* _What needs to be done_: Quote, without change, all of the lines that follow.

* _Data records_:
━━━━
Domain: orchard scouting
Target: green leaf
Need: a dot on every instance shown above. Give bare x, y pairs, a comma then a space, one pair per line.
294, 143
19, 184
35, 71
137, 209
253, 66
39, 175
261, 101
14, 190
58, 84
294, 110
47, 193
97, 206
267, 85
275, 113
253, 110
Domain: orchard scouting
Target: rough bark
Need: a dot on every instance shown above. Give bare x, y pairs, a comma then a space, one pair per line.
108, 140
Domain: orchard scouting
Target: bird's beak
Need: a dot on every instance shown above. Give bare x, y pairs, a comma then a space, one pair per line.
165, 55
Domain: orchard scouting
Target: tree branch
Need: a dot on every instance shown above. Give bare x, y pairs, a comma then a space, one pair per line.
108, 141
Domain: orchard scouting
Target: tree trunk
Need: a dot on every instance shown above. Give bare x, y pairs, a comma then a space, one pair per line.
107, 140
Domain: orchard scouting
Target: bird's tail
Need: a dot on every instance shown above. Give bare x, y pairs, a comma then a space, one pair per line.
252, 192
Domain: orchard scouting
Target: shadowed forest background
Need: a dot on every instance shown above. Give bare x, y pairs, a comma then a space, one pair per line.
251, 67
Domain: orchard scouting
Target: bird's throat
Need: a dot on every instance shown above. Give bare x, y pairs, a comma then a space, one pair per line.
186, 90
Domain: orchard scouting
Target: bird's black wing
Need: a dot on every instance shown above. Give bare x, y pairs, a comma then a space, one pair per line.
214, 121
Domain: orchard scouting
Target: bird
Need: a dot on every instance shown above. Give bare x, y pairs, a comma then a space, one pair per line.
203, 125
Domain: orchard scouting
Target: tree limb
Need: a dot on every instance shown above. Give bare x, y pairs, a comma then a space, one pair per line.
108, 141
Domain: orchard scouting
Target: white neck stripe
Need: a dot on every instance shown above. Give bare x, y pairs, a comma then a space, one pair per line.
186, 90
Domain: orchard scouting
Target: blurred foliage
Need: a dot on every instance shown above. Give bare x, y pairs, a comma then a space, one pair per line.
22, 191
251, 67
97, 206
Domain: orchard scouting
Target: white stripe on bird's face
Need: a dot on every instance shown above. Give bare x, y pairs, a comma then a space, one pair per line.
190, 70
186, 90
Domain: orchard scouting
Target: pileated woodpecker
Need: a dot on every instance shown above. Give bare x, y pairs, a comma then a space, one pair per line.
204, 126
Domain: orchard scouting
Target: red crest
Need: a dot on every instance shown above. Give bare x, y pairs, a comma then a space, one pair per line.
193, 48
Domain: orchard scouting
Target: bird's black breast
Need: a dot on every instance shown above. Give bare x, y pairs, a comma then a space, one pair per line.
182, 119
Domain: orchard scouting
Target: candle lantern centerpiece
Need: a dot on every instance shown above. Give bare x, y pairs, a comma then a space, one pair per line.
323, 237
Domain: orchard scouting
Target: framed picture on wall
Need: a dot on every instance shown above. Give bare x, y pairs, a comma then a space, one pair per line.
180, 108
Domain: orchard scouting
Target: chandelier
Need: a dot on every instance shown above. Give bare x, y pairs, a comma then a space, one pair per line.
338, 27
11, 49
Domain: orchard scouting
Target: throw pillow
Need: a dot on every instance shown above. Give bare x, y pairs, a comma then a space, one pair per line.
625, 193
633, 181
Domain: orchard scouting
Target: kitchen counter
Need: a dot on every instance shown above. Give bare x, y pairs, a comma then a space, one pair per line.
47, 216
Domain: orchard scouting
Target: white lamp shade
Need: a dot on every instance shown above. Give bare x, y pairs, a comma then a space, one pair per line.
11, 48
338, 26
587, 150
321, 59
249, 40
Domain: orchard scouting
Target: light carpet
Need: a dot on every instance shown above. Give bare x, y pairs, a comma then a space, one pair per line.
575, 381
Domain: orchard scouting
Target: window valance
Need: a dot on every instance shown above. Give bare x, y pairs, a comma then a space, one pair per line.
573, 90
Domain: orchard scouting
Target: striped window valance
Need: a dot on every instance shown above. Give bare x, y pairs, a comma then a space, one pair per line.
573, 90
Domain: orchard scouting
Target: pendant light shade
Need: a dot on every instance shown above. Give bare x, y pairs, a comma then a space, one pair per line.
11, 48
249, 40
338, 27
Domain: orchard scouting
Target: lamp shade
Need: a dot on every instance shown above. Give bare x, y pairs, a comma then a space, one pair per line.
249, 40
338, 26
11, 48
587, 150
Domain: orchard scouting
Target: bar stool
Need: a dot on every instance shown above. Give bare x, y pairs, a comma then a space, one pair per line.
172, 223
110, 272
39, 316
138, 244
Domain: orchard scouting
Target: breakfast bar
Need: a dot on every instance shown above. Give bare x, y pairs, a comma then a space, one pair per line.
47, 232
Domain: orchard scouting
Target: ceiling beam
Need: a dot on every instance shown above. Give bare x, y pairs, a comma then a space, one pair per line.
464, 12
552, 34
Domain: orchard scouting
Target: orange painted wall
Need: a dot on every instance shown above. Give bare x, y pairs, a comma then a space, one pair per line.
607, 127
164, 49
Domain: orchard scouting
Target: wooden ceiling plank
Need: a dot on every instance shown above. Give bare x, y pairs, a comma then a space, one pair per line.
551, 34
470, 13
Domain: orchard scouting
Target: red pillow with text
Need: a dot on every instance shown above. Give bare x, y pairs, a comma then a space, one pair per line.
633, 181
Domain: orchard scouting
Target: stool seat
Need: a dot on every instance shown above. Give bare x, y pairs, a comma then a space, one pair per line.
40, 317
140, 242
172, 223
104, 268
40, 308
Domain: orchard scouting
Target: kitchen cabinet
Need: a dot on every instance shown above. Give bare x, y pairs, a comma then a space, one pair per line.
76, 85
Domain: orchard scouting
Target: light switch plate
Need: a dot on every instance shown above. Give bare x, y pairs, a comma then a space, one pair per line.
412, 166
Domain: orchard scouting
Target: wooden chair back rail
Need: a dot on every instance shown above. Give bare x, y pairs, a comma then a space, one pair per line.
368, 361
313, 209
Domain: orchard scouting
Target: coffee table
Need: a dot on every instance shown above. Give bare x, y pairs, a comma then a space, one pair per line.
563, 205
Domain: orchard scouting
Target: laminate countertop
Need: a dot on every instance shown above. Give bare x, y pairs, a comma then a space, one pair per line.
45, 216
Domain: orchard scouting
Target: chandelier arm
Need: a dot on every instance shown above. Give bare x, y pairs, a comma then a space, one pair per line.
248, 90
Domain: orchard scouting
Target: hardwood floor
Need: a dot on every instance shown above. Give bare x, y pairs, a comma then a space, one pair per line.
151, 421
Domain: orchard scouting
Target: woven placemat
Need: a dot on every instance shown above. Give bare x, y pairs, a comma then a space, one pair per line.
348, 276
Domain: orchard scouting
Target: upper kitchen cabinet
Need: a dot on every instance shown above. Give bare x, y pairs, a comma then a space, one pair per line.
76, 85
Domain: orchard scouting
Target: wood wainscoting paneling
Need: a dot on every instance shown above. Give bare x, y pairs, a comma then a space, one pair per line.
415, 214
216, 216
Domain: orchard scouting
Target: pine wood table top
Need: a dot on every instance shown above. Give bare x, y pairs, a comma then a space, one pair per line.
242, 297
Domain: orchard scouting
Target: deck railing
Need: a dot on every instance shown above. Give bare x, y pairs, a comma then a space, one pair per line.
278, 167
━━━━
* _Solution_:
Domain: orchard scouting
Target: green leaf
Need: a dot on every instance shown above. Give bare x, y pairs, a comma then a space, one pair per line.
294, 143
19, 184
35, 71
137, 209
253, 66
39, 175
261, 101
14, 190
58, 84
294, 110
47, 193
97, 206
267, 85
275, 113
253, 110
Domain: orchard scouting
Target: rough bark
Need: a dot on every instance shown above. Give bare x, y pairs, a comma then a space, one pair per line.
108, 140
Domain: orchard scouting
Target: bird's beak
Need: a dot on every instance shown above. Give bare x, y pairs, a comma then a space, one pair per line.
165, 55
Domain: orchard scouting
Target: tree branch
Need: a dot on every instance shown above. Give bare x, y pairs, a comma then a space, one pair per line.
108, 141
Domain: orchard scouting
Target: tree trunk
Need: a dot on every instance shown above. Give bare x, y pairs, a comma then a space, one pair per line.
107, 140
Domain: orchard scouting
Target: bird's tail
Need: a dot on every instance shown above. Give bare x, y pairs, a comma then a space, one pair per line.
252, 192
Domain: orchard scouting
Target: shadowed forest background
Need: a dot on every instance shown above. Give bare x, y pairs, a comma then a space, one pair per line.
251, 67
Domain: orchard scouting
Target: bird's throat
Need: a dot on every instance shown above. Give bare x, y pairs, a comma then a space, one pair per line.
186, 90
Domain: orchard scouting
Target: bird's black wing
Need: a dot on every instance shown above. Give bare x, y pairs, a comma then a space, one pair per line.
214, 121
Domain: orchard scouting
Target: bird
Need: a dot on every instance shown above. Give bare x, y pairs, a comma then a space, one pair per line.
203, 125
Domain: orchard scouting
Target: tree limb
Need: a dot on every instance shown above. Give bare x, y pairs, a comma then a space, one pair per line.
108, 141
Domain: orchard scouting
Target: white neck stripe
Need: a dot on every instance shown above. Give bare x, y pairs, a comma then a space, one pair per line.
186, 90
Domain: orchard scouting
Target: blurred foliage
Need: a dot on every instance shown above. Give bare x, y pairs, a comma then a space, one pair per line.
22, 191
251, 67
97, 206
Domain: orchard scouting
Target: white stripe on bird's face
Need: a dot on every instance shown above. Give bare x, y pairs, a comma then a space, one pair per line.
190, 70
186, 90
Domain: orchard scouting
Target: pileated woodpecker
Need: a dot on every instance shown above. Give bare x, y pairs, a comma then a space, one pair per line.
204, 126
Domain: orchard scouting
Target: red crest
Need: a dot on every instance shown above. Give bare x, y pairs, a comma then a space, one pair per line.
193, 48
Domain: orchard scouting
Target: bird's black breast
Need: a dot on every instance shown above. Give bare x, y pairs, a comma then a space, one pair per line.
182, 119
Domain: orchard scouting
Target: candle lantern centerpiece
Need: a dot on every instance shown above. Give bare x, y pairs, a comma then a space, one pair per line.
323, 237
Domain: orchard scouting
Target: framed picture on wall
Need: a dot on every instance shown above. Give bare x, y pairs, a comma then a space, one pair per line.
180, 108
Domain: orchard scouting
Target: chandelier
Need: a dot on every instance shown above. Give bare x, y pairs, a comma then a space, one pair per line.
338, 27
11, 49
Domain: orchard scouting
Target: throw pillow
Need: a dot on every instance shown above. Give bare x, y pairs, a comma then a space, one pair per line.
625, 193
633, 181
Domain: orchard scouting
Target: kitchen counter
Need: a dot on every instance shown above. Give bare x, y pairs, a comma then a space, one pair per line.
47, 216
Domain: orchard scouting
Target: white lamp shade
Need: a dot on every instance shown above. Give bare x, y pairs, a comma then a space, one pair per line.
11, 48
338, 26
587, 150
321, 59
249, 40
Domain: orchard scouting
Target: light carpet
Need: a dot on every instance shown above. Give bare x, y pairs, a comma then a space, one pair per line.
575, 381
Domain: orchard scouting
Target: window valance
Need: a dot on every instance shown above. Give bare x, y pairs, a comma then a space, one pair per line.
573, 90
Domain: orchard scouting
Target: striped window valance
Need: a dot on every instance shown above. Give bare x, y pairs, a comma then a space, one pair per line.
573, 90
Domain: orchard scouting
Target: pendant light shade
Need: a dot on every instance shown above. Give bare x, y pairs, a comma then a space, one pair per line.
11, 48
249, 40
338, 27
Domain: orchard scouting
Target: lamp shade
Need: a dot on every instance shown above. Give bare x, y pairs, a comma then a space, one pair per line.
249, 40
338, 26
11, 48
587, 150
Domain: orchard scouting
Target: bar stool
Need: a dot on every instance shown above. Give bare x, y pairs, a comma then a space, one pair per line.
172, 223
110, 272
39, 316
138, 244
Domain: orchard scouting
Target: breakfast bar
Need: a dot on every instance shown above. Give bare x, y pairs, a comma then a space, one pair per line.
47, 232
Domain: orchard scouting
Target: ceiling beam
Need: a dot on every instance shown above. Give bare x, y pairs, a comma then a space, one pair per line.
464, 12
552, 34
Domain: orchard scouting
Target: orange painted wall
Need: a dot on every instance shown above. Give bare x, y pairs, a comma then a space, one pair per line.
607, 127
164, 49
Domain: orchard scouting
Target: wooden ceiling plank
Need: a dot on every instance shown above. Give bare x, y pairs, a comma then a space, one pair per line.
551, 34
470, 13
Domain: orchard scouting
Target: red pillow with text
Need: a dot on every instance shown above. Give bare x, y pairs, a comma then a space, one pair per line.
633, 181
Domain: orchard scouting
Target: stool seat
Need: a dot on every instance shown above. Give bare x, y pairs, a comma then a space, one pair per line.
40, 317
140, 242
172, 223
104, 268
40, 308
Domain: orchard scouting
Target: kitchen cabinet
Need: a dot on every instance shown above. Give bare x, y pairs, a comma then a space, one pair per line.
76, 85
Domain: orchard scouting
Target: light switch plate
Need: a dot on every instance shown above. Give bare x, y pairs, a comma then a space, one pair per line.
412, 166
Domain: orchard scouting
Target: wooden chair back rail
Need: a dot on every instance shown above. Give bare x, y pairs, a comma then a space, one pair per line.
368, 361
313, 209
Domain: orchard scouting
Target: coffee table
Need: a dot on every instance shown above. Give bare x, y pairs, a comma then a space, one pair per line.
563, 205
Domain: orchard scouting
Target: laminate countertop
Need: a dot on every instance shown above. Give bare x, y pairs, a comma then a space, one pair per line.
45, 216
Domain: orchard scouting
Target: chandelier arm
Need: a dot on every instance shown above. Give bare x, y pairs, a comma then a space, one pair per line.
248, 90
Domain: orchard scouting
Target: hardwood floor
Need: a dot on every instance shown above. Give bare x, y pairs, a comma then a space, one pair per line.
151, 421
Domain: orchard scouting
Target: woven placemat
Need: a dot on every instance shown above. Give bare x, y pairs, a comma then a space, one pair per line.
348, 276
Domain: orchard scouting
Target: upper kitchen cabinet
Need: a dot on every instance shown above. Give bare x, y pairs, a comma then a space, one pair per line.
76, 85
Domain: orchard scouting
Target: wood wainscoting paneling
Need: a dot on every instance shown above. Give bare x, y pairs, a comma then a space, one pair per line.
415, 214
216, 216
Domain: orchard scouting
Target: pine wood table top
Need: a dot on every instance shown above. Give bare x, y pairs, a comma then a space, one pair per line.
242, 297
Domain: orchard scouting
Target: deck railing
Need: a dot on every instance shown above. Give bare x, y pairs, a comma then a space, one pair per line.
278, 167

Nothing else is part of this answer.